What the task requires
Repeat the data in full and exactly. Leave the pictures out.

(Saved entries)
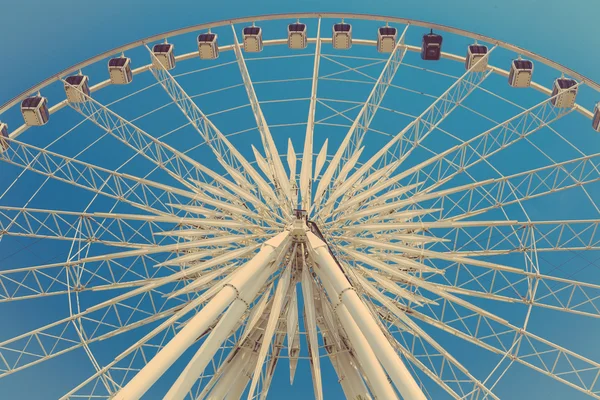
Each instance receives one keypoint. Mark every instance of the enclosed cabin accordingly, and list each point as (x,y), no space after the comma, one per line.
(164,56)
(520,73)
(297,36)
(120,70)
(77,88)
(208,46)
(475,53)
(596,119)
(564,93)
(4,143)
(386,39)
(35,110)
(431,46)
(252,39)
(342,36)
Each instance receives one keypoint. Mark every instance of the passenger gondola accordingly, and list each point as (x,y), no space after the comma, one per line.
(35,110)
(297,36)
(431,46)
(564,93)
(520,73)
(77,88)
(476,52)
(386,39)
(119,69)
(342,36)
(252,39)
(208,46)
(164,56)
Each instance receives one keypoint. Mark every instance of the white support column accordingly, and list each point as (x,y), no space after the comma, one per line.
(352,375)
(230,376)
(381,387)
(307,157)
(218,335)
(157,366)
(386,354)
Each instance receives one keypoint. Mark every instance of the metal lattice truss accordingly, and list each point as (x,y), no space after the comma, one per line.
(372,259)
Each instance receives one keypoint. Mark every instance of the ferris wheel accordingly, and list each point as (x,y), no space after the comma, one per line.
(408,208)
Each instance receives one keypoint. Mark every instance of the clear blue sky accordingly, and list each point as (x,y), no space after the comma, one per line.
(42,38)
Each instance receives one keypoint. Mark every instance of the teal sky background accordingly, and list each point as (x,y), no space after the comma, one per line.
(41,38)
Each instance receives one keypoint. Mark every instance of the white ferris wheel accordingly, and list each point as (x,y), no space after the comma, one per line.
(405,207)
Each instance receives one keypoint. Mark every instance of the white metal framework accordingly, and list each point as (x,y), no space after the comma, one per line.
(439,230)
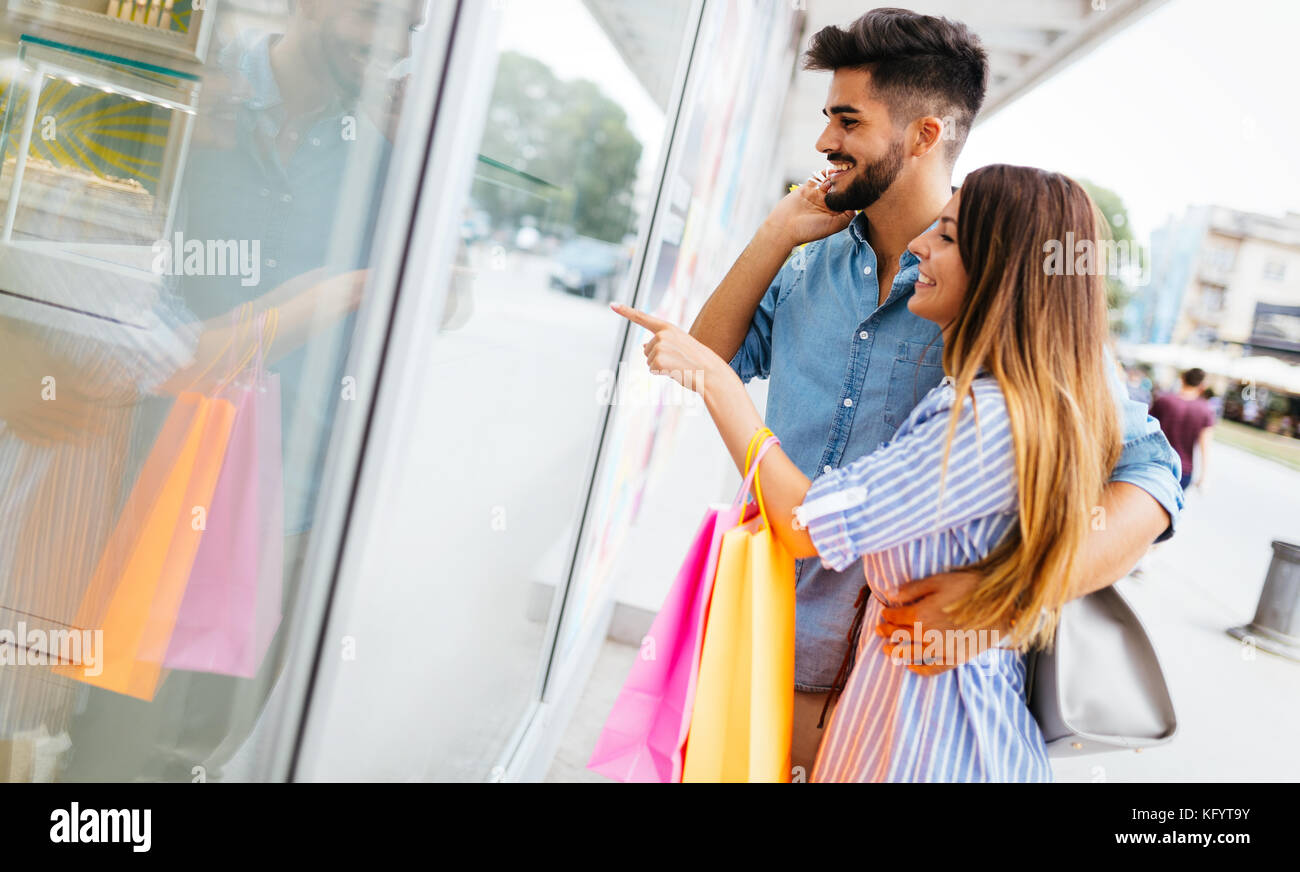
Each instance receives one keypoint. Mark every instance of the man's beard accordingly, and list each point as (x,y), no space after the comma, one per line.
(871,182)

Expected answer
Each instance receives one keypoint. Mark every instance of the enclosed cabin accordingly, and list each point as (x,y), no space after the comma, one per line.
(164,56)
(520,73)
(297,36)
(120,70)
(77,88)
(208,46)
(475,53)
(596,119)
(564,93)
(4,143)
(386,39)
(35,110)
(431,46)
(252,39)
(342,36)
Each instance receives one keypoint. Mark every instance of the passenger gondola accordingly, and list each point as (x,y), no space after the comma, one per line.
(35,110)
(297,36)
(431,46)
(564,93)
(520,73)
(77,88)
(476,52)
(386,39)
(119,69)
(342,36)
(252,39)
(208,46)
(164,56)
Each instance receives one keypoint. Mark every instance of the white support column accordingly, and list each point as (x,y), no space after the comma, one per line.
(352,375)
(230,376)
(381,387)
(307,157)
(218,335)
(157,366)
(386,354)
Each instance receives one keypoint. Mark every instance of the metal lattice truss accordingly, and list each point as (x,y), no space after the comma, one per line.
(372,259)
Each instance receives one keypoint. Mark every instance of the ferris wheel accordingly, and list each point as (x,y), no space after the comma, one per line.
(408,208)
Each instance receives one keypoint. Mark every instance of the clear blue sky accordingly, and list each point as (x,y), no space after the comma, one per line.
(42,38)
Each instance receives one keypoint. Mark every instance of the teal sky background accordingly, and list each point as (x,y), no space after the comma, one per line.
(41,38)
Each instance receives one keypoint. Mark every instance of the white ferris wheel accordingly, and list each point as (x,y), no space after the comma, one per line.
(405,207)
Each instance receives one keypoint. Mark every instance of the white metal framework accordingly, and list each point as (x,y), no space after the comma, one per line.
(439,230)
Each instance receives one keypoint. Mark every instance of the man's beard accordingly, and list each point as (x,y), no space after the comma, one per line.
(871,182)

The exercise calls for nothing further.